## Aim of the task
Print all of the following entries again, word for word and with nothing changed.

## Material to process
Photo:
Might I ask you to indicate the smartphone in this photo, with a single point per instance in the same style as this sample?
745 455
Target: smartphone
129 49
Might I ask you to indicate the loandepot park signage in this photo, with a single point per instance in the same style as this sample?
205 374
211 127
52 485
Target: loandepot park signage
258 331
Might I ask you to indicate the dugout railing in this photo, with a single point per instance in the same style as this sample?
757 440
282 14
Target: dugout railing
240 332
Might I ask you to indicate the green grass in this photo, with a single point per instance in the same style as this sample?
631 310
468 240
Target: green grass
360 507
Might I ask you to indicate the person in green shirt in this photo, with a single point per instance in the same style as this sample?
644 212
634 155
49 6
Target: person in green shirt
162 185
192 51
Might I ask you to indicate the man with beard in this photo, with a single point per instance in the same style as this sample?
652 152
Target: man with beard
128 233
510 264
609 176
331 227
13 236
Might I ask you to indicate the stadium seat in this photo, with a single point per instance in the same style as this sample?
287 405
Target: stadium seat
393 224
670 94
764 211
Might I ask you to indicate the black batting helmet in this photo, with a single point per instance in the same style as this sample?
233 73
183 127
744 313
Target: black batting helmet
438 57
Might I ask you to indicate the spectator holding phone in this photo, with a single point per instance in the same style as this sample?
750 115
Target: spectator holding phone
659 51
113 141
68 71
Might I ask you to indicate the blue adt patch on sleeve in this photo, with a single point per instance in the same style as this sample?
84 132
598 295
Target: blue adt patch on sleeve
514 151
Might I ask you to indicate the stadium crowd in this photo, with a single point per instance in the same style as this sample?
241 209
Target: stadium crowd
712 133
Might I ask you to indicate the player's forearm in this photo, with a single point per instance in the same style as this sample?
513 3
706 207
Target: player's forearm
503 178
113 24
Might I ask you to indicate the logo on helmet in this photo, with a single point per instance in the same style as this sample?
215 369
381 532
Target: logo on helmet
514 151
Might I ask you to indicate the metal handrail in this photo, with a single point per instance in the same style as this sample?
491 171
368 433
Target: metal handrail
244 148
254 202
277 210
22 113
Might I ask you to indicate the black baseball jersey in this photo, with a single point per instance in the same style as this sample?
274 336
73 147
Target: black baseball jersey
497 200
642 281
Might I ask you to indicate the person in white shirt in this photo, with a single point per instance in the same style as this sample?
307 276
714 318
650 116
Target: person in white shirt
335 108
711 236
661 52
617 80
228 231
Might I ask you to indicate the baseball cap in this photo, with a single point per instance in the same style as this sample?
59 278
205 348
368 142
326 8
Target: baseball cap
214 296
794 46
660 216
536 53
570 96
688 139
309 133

## Solution to this task
Photo:
Might I ask you to indicate the smartphone in this photo, with a single point per instance in the same style as this sample?
745 455
Target: smartphone
129 49
Might I ask you to indicate the loandepot park signage in this photo, with a single point per instance in the same style as this sample?
205 374
211 127
52 485
Target: loandepot park signage
258 331
Might I ask you to indicate the dugout railing in this photo, with a single point per instance in the same style as this sample?
757 440
282 14
Target: dugout railing
240 332
Might I ask you to indicate the green grass in this photo, with a single point per instance in the same style as this sample?
631 310
468 240
Target: green grass
360 507
Might I ask you to indicate the person in green shirt in this photo, with a single point per instance in the same style as this sample?
644 212
634 155
49 6
Target: person in green shirt
162 185
192 51
Might I ask you to indicate the man with beard in this photo, with a single point per instance in the same style as this sample?
652 152
Target: man with beard
128 233
510 264
609 176
331 227
13 236
Might I ask you to indicate the stadium seat in this photo, with a single point per instance in the same style as this sample?
287 405
Target: stadium seat
393 224
670 94
764 211
Might I ask you to indicate the black batting helmet in this photo, with a single point per instance in the same style as this sample?
233 73
183 127
744 313
Target: black batting helmet
438 57
Might I ask you to indicate the spectator holding phone in this photo, with a single point per instance in the same style as this sample?
750 115
Target: spectator holding phone
659 51
113 141
68 71
Might I ask you to indicate the blue adt patch on sleeve in this photo, with a single point per instance in the same style as this sample?
84 132
598 295
Target: blue adt patch on sleeve
514 151
Might I ask you to indicate the stadium crowd in this photo, with a single point per instance in the same style as this sample?
241 209
Target: stadium crowd
712 133
Might I ask you to indicate the player's forearm in this photo, with a single point per instance in the same style as this sample?
513 3
706 207
Target: player's forearm
503 178
113 24
Might I ask you to indicate the logo on helmet in this photo, with a single point per instance in the same style as this sample?
215 369
381 532
Target: logo on helmet
514 151
Might I ask you to indicate the metal handrail in this photo, with a single point per instance in the same style as this sample?
491 171
368 433
Target: metal handrail
244 148
254 202
277 210
22 113
Might I ask you to indicate the black baseball jersey in this photo, with a single point per instance in the same style as this sample?
274 336
73 147
Target: black baseball jersey
497 200
642 281
Might I ask you to indicate the person in white shirt in this photo, with a single point per instance in the same style as this sample?
307 276
714 318
650 116
Target: person in white shirt
335 108
711 236
661 52
617 80
228 231
Might I ask you to indicate the baseball cap in this photo, with a single point per instance in the same style as this sample?
59 278
205 348
368 142
326 8
Target: baseball cap
214 296
794 46
660 216
536 53
570 96
688 139
309 133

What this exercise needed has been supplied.